**DIRECTIONS**
Copy out each line of the listing below that contains the word "woman".
★ ★ ★
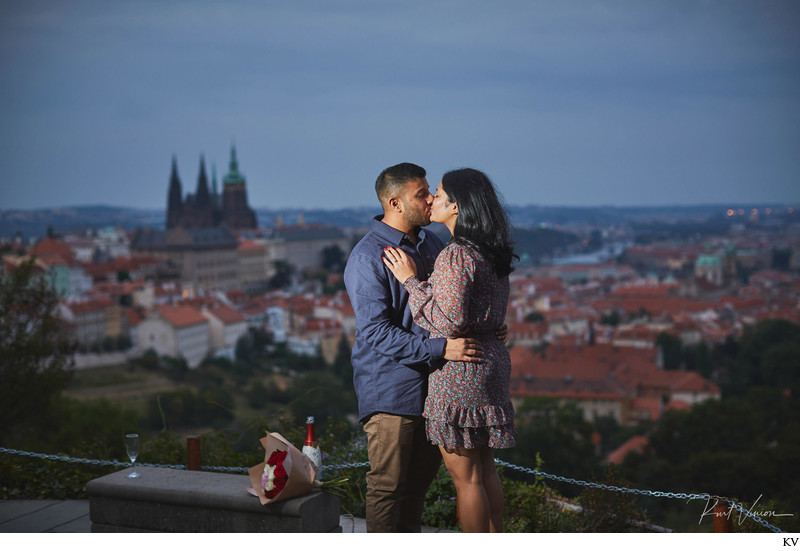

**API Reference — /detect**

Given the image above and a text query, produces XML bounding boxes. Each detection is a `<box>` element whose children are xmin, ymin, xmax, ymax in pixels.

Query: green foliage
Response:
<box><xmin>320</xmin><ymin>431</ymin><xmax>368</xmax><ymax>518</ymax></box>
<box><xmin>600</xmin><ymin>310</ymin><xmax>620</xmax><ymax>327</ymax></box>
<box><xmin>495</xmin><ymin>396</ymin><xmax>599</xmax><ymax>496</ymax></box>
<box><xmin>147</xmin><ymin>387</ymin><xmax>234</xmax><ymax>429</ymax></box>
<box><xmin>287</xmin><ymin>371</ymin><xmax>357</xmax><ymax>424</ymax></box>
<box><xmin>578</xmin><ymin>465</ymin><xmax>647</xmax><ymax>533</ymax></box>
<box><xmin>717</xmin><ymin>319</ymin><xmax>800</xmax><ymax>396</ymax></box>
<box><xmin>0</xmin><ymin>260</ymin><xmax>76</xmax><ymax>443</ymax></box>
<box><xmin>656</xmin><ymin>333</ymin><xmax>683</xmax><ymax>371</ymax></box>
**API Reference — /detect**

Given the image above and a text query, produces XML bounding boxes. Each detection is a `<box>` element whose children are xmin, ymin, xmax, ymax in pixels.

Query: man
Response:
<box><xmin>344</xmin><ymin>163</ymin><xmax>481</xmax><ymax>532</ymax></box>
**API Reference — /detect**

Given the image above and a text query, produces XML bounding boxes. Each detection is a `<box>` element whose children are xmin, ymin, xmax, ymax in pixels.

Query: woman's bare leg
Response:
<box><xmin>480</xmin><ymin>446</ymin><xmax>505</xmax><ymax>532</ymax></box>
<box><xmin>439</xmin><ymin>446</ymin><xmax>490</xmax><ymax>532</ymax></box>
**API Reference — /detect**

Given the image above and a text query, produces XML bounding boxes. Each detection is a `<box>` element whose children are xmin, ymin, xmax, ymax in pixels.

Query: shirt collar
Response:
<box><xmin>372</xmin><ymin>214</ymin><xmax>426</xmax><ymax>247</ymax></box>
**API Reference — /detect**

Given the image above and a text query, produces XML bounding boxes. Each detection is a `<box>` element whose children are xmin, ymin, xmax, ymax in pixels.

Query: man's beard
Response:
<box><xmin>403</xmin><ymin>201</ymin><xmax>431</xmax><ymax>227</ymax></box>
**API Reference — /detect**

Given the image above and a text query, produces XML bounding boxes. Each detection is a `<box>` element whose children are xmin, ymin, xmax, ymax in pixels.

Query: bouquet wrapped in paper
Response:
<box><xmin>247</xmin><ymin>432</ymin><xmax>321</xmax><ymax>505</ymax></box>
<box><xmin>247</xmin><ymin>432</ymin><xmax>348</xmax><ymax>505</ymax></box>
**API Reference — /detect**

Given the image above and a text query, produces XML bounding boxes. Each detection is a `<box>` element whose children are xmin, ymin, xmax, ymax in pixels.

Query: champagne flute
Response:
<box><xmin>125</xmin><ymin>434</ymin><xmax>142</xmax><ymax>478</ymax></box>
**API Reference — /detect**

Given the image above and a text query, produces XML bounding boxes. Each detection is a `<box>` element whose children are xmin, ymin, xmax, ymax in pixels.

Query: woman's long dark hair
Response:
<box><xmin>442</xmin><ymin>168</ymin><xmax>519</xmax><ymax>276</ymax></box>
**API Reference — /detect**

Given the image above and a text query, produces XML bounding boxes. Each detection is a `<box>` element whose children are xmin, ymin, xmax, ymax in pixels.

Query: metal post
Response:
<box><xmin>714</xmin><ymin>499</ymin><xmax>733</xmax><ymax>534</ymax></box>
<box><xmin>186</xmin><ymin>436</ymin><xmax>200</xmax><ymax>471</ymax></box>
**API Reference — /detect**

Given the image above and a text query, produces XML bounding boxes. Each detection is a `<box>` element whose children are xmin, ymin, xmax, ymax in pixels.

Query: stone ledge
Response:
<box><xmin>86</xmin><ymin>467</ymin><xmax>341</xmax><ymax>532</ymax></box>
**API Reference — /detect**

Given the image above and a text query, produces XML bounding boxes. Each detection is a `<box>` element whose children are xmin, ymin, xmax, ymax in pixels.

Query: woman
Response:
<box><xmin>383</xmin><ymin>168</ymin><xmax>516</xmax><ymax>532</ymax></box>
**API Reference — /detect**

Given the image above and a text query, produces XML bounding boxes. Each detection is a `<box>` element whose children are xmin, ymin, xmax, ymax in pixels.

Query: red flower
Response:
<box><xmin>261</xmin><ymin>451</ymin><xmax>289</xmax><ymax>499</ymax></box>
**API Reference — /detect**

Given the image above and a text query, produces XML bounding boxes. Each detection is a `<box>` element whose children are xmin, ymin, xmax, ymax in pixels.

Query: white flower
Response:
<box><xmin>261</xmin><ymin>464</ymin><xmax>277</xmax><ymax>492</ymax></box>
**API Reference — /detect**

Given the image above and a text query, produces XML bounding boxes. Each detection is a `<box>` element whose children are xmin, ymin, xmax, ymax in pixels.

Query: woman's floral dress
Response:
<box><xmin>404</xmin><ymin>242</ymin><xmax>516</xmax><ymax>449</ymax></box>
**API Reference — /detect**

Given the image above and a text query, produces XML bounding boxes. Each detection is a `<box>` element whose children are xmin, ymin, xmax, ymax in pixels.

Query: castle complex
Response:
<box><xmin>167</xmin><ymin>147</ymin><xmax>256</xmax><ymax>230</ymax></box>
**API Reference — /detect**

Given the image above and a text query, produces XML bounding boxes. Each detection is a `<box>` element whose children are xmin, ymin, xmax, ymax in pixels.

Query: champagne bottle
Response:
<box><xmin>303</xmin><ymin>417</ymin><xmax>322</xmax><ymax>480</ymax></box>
★ ★ ★
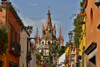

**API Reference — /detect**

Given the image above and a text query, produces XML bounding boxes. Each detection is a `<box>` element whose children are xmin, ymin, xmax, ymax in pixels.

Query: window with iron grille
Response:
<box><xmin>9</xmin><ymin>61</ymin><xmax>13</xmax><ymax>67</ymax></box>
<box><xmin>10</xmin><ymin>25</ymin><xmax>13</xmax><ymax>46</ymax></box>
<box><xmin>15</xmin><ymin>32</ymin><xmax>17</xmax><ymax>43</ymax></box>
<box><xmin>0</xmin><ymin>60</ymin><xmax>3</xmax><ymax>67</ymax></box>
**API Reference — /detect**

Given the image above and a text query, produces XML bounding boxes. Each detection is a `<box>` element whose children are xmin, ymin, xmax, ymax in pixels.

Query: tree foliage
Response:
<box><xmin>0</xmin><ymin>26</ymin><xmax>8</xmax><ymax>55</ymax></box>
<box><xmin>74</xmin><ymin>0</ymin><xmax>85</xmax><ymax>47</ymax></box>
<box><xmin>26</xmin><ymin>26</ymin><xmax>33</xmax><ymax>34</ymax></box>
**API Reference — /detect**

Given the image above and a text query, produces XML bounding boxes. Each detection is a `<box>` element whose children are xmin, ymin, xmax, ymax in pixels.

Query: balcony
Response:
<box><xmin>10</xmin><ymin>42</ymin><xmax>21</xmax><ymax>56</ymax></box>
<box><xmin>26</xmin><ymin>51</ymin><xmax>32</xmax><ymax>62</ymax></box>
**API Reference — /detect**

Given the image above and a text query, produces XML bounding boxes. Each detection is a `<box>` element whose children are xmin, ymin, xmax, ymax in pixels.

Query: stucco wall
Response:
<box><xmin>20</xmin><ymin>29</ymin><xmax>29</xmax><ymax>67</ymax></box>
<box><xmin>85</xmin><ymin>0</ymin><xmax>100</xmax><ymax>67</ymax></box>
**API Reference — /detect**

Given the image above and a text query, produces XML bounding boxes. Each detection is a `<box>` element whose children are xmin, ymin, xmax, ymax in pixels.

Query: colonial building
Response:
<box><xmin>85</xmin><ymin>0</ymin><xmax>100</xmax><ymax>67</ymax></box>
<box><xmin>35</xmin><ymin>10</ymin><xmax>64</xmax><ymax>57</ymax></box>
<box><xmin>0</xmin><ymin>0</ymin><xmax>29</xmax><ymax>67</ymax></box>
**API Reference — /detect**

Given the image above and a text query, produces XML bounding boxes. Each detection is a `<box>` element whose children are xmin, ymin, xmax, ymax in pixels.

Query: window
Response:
★ ★ ★
**ANSWER TO THE EXERCISE**
Query: woman's bare leg
Query: woman's long dark hair
Query: woman
Query: woman's floral dress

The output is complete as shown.